[[ Exercise inputs open ]]

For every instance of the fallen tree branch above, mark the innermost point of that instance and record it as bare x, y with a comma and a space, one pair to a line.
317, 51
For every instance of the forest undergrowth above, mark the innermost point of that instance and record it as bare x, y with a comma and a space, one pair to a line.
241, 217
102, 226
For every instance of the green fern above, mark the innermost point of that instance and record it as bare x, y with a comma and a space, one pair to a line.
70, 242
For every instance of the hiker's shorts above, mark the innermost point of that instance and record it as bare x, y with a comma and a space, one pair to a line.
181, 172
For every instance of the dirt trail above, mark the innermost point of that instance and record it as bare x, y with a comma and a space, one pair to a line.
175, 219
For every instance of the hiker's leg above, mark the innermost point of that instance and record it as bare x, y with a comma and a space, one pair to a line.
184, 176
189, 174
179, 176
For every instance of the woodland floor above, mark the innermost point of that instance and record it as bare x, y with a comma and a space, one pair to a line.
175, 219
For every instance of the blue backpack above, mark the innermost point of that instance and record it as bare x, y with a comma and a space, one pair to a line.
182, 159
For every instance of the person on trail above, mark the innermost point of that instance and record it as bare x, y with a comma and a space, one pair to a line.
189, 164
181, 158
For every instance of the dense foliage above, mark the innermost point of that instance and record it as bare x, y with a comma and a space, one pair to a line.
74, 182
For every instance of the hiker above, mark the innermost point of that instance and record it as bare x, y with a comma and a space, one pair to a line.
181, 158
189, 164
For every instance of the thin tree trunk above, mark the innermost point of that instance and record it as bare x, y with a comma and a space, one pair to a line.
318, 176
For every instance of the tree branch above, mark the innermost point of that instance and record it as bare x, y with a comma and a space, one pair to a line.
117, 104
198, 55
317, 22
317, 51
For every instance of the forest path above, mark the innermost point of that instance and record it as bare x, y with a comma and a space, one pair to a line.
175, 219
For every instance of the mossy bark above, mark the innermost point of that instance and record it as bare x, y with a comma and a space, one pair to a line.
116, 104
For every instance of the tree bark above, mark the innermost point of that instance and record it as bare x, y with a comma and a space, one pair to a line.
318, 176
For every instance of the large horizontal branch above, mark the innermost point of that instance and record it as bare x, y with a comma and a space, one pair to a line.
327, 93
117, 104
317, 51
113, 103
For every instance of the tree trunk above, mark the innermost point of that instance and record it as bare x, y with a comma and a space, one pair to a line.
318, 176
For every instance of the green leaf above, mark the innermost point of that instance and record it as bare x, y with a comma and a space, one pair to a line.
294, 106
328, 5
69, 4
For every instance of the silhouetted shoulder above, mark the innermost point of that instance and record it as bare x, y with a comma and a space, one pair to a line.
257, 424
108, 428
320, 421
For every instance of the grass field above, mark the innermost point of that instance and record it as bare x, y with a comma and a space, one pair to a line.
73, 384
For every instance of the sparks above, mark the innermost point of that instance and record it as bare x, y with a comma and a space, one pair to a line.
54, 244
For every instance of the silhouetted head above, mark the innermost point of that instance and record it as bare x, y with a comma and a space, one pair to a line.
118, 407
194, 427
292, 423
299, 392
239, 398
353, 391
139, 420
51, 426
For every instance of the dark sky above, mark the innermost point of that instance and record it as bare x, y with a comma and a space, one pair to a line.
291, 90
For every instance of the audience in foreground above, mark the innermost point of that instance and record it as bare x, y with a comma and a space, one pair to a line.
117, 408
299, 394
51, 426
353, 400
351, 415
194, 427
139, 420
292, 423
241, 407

[[ Exercise inputs closed ]]

◆ **Task to carry out**: Word for word, give back all of the records.

◆ **Response box**:
For every instance of the fallen tree branch above, mark the innermost point of that instance and record it as bare x, y with a comma and a space, one pair to a line.
317, 51
For every instance of the forest undergrowth above, mark the innermost point of that instance and record it as bare x, y with a comma and a space, one pair to a line.
241, 217
102, 226
For every instance of the green fern above, mark the innermost point of that instance and record it as bare x, y with a comma and a space, one pair to a line.
70, 242
For every instance of the hiker's shorts above, mark the innermost point of that instance and record it as bare x, y with a comma and a space, one pair to a line.
181, 172
For every instance of the dirt trail above, mark the innermost point of that instance and record it as bare x, y with a comma and a space, one pair to a line.
175, 219
For every instance of the hiker's leg above, mark the innermost point of that instance and record it as bare x, y with a comma and a space, one pair to a line.
184, 176
189, 174
179, 176
For every instance of the woodland floor above, mark the innermost point of that instance and record it as bare x, y with a comma and a space, one pair to a line.
175, 219
For every instance of the blue backpack above, mark the innermost point of that instance and record it as bare x, y with a comma and a space, one pair to a line.
182, 159
For every instance of the person on trail above, mark the innermost point of that instance and record it as bare x, y with a comma and a space, one pair to a line.
189, 164
181, 158
For every instance of the dense foliage above, mark the innermost point of that instance and record it as bare x, y with a comma and a space, one pair to a line.
74, 182
For every instance of the hiker above, mark the innermost point of that instance and record it as bare x, y with a comma and a space, one pair to a line.
181, 158
189, 164
For every instance of the thin tree trunk above, mark the innermost point of that instance and record it as bare x, y with a comma and a space, one pair to a line.
318, 176
For every instance of the tree branch above, mark the innermost point of that instance and record it as bare x, y with a comma and a space, one pair to a line.
117, 104
198, 55
317, 22
317, 51
For every instance of the forest path above, mark the innermost point of that instance and record it as bare x, y with a comma and a space, one pair to a line.
175, 219
For every instance of the mossy bark above, mark the innermost point of that instance and record it as bare x, y with a comma and a space, one pair to a line.
116, 104
For every instance of the tree bark above, mark the innermost point of that instance and record it as bare x, y with a comma and a space, one pair to a line.
318, 176
For every instance of the large horizontal branch above, mark the innermost point of that instance and record it as bare x, y with a comma and a space, one pair to a line.
327, 93
117, 104
317, 51
113, 103
For every instance of the tree trunk above, mark the innermost point of that instance and record it as bare x, y with a comma and a space, one pair to a line.
318, 176
For every instance of the green leaf above, mark the innermost point of that instance and record it as bare x, y with a comma and a space, one pair to a line.
294, 106
328, 5
69, 4
For every instance of the silhouetted shoulder above, mark the innermost point of that instance and record it as bare x, y with a comma and a space, one pair to a line.
257, 424
108, 428
320, 421
For every instance of the grass field above, mark the innermost point of that instance and record it as bare x, y with a comma and a space, one pair to a line.
73, 384
For every instance of the sparks above, mark the innermost point of that instance and record it as bare x, y with a comma and a space, one pair to a line.
54, 244
For every instance of the silhouetted head above, mark the innermost point of that instance and record it as bare x, y with a comma and a space, one pair to a line.
118, 407
194, 427
292, 423
299, 392
239, 398
353, 391
139, 420
51, 426
For every instance of the dark sky above, mark the innermost point of that instance and record it as bare x, y with a comma and a space, one pair to a line.
291, 90
For every instance of the audience in foreground above, mark the innermost point of that instance and record it as bare x, y with a comma and a space, one pair to a line.
117, 408
299, 394
51, 426
353, 400
351, 415
194, 427
139, 420
292, 423
241, 407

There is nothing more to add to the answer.